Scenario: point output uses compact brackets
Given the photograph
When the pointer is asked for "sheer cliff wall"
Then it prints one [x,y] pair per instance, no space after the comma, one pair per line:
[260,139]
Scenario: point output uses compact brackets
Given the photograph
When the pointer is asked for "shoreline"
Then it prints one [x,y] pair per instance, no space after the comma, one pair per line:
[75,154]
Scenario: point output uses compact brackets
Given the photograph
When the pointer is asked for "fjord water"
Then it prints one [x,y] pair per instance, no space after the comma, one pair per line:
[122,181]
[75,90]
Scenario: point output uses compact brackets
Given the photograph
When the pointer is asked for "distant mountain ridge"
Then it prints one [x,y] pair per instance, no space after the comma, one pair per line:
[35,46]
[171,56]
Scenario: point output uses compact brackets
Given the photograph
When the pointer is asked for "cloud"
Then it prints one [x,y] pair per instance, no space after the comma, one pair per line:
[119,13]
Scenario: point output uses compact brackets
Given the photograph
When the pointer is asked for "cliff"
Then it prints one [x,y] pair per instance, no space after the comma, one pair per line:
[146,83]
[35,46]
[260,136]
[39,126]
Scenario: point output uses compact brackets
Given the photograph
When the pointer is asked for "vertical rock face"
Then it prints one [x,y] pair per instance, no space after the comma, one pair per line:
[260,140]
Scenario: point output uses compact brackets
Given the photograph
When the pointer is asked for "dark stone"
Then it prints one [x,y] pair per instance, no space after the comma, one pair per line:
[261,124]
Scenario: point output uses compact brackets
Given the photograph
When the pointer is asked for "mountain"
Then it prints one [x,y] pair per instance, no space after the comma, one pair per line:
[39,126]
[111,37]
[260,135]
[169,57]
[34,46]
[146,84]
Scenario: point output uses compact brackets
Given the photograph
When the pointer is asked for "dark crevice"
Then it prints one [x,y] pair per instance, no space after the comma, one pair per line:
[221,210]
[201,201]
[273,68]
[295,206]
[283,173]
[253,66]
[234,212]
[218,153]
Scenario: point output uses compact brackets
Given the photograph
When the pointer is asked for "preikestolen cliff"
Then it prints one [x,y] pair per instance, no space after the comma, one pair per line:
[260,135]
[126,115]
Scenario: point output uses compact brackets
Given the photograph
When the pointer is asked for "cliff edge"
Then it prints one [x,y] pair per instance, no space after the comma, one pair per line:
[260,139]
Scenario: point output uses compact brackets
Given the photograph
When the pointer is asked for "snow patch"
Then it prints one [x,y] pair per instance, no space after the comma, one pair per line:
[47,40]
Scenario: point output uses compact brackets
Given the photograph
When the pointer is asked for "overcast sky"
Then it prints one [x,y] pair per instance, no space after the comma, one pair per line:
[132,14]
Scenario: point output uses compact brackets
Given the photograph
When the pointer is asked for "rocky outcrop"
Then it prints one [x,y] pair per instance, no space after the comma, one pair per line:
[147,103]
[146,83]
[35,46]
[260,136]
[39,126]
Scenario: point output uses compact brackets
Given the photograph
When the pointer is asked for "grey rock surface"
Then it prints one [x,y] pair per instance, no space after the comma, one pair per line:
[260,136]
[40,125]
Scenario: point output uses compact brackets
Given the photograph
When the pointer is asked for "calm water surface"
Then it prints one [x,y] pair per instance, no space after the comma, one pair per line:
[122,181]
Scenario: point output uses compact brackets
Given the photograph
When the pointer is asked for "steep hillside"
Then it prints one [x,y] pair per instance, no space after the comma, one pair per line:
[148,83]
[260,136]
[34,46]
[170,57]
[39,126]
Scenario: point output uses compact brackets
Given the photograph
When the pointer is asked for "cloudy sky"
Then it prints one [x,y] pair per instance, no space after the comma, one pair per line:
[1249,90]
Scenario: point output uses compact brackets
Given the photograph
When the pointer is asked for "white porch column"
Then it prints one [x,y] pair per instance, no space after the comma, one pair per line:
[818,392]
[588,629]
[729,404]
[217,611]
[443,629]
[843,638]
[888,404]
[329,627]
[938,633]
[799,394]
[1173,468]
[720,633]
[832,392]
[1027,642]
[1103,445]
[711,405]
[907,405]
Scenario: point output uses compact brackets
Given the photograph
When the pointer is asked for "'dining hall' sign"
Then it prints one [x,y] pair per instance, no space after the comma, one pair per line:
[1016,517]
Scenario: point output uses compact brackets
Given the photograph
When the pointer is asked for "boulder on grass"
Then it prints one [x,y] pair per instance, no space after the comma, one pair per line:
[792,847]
● ● ●
— What the exercise asks —
Restate the records from above exactly as they read.

— Task answer —
Scenario: point output uses compact brackets
Given the photograph
When the pointer is asked for "sheer cliff wall"
Then it prints one [x,y] pair per instance, no space after the comma, one pair per line:
[260,139]
Scenario: point output uses compact brackets
Given the photograph
When the pointer is asked for "shoreline"
Then it prints one [x,y] pair per instance, no space after the comma, one pair per line:
[75,154]
Scenario: point output uses compact brackets
Given the photograph
When the pointer is asked for "fjord water"
Then it prints one [x,y] pair per instance, no space after the comma, one pair per line:
[122,181]
[75,90]
Scenario: point output uses compact brackets
Given the photograph
When the pointer is asked for "distant mountain ridge"
Then it prints one [x,y] pair per instance, no space after the comma, one pair per line:
[35,46]
[171,56]
Scenario: point output uses compact brackets
Given the photograph
When the pointer is asked for "cloud"
Then it prints one [x,y] pair per instance, no space after the comma, one pair per line:
[119,13]
Scenario: point output uses compact brackets
Given the photograph
When the pointer is asked for "cliff"
Then it prints one [x,y] pair per instance, no space after the comma, one pair per line:
[146,83]
[35,46]
[260,136]
[39,126]
Scenario: point output uses compact brackets
Given the photograph
When the pointer is asked for "vertical rock face"
Then it prints one [x,y] pair per instance, no space after the comma, one pair per line:
[260,140]
Scenario: point output uses compact brackets
Given the photograph
When the pointer is asked for "dark stone"
Then it prints one [x,y] pair per instance, no space after the comma, one pair per line:
[261,124]
Scenario: point output uses compact brackets
Given the photograph
When the pointer is asked for "mountain"
Then it prints one [x,y] pair per instance, no space after the comma, one pair per line:
[39,126]
[111,37]
[260,135]
[169,57]
[34,46]
[146,84]
Scenario: point output uses compact brackets
Given the photograph
When the pointer is asked for "dark crevice"
Then it prints one [x,y] pair per instance, no space after the comma, one pair per line:
[221,210]
[201,201]
[273,68]
[295,206]
[283,173]
[253,66]
[234,212]
[218,153]
Scenario: point output uses compact brackets
Given the photograph
When the pointer is asked for "preikestolen cliff"
Then it prints one [x,y] pair per instance, no space after the comma, one pair per line:
[260,135]
[126,115]
Scenario: point output uses compact brackets
Given the photograph
When the pointer is asked for "cliff edge"
Then it prints one [x,y] pair per instance, no space after the comma, one pair per line:
[260,139]
Scenario: point output uses compact brackets
Given the photograph
When the pointer is asked for "snow patch"
Then it prints one [x,y] pair per instance, no space after the comma, one pair per line:
[47,40]
Scenario: point output uses compact brackets
Given the photograph
When the pointer is asked for "overcast sky"
Then it prints one [x,y] pair per instance, no space after the comma, one pair per line:
[132,14]
Scenario: point output uses compact brackets
Given the photograph
When the pointer is asked for "rocky outcrop"
Then it prints one [x,y] pair per instance, no space after the comma, one pair per line:
[147,103]
[146,83]
[35,46]
[260,136]
[39,126]
Scenario: point output uses compact brackets
Given the photograph
When the pointer is asked for "grey rock surface"
Then it prints one [x,y] pair per instance, no space after the comma, one pair per line:
[260,136]
[40,125]
Scenario: point output uses compact brackets
Given the photograph
When the pointer is asked for "calm water surface"
Then it prints one [x,y] pair per instance, no space after the comma, one pair per line:
[122,181]
Scenario: point output uses compact brackets
Given the photograph
When the pointer is asked for "steep hillside"
Then it prints one [x,y] pair per instance, no space after the comma, one pair per line:
[148,83]
[260,136]
[34,46]
[170,57]
[39,126]
Scenario: point output uses compact brackets
Given the photograph
When the pointer is asked for "cloudy sky"
Then it prints one [x,y] pair per instance, no space after the comma, one pair per line:
[1249,90]
Scenario: point output uses compact brackets
Given the photograph
When the pointer is asked for "white porch column"
Then it prints one [x,y] pair per instance, no space after the comma, one pair per line:
[818,392]
[588,629]
[729,404]
[217,611]
[443,629]
[843,638]
[888,404]
[329,627]
[938,633]
[799,394]
[1173,468]
[720,633]
[832,392]
[1027,642]
[1103,445]
[711,405]
[907,405]
Scenario: point output uses compact brackets
Given the photograph
When the pointer is asked for "'dining hall' sign"
Then it prints one [x,y] pair per instance, no space after the comma, one pair per line:
[1016,517]
Scenario: point output uses compact brackets
Given the photograph
When the pointer is asked for "boulder on grass"
Then it prints one [x,y] pair per instance, no space after the comma, one pair per line:
[792,847]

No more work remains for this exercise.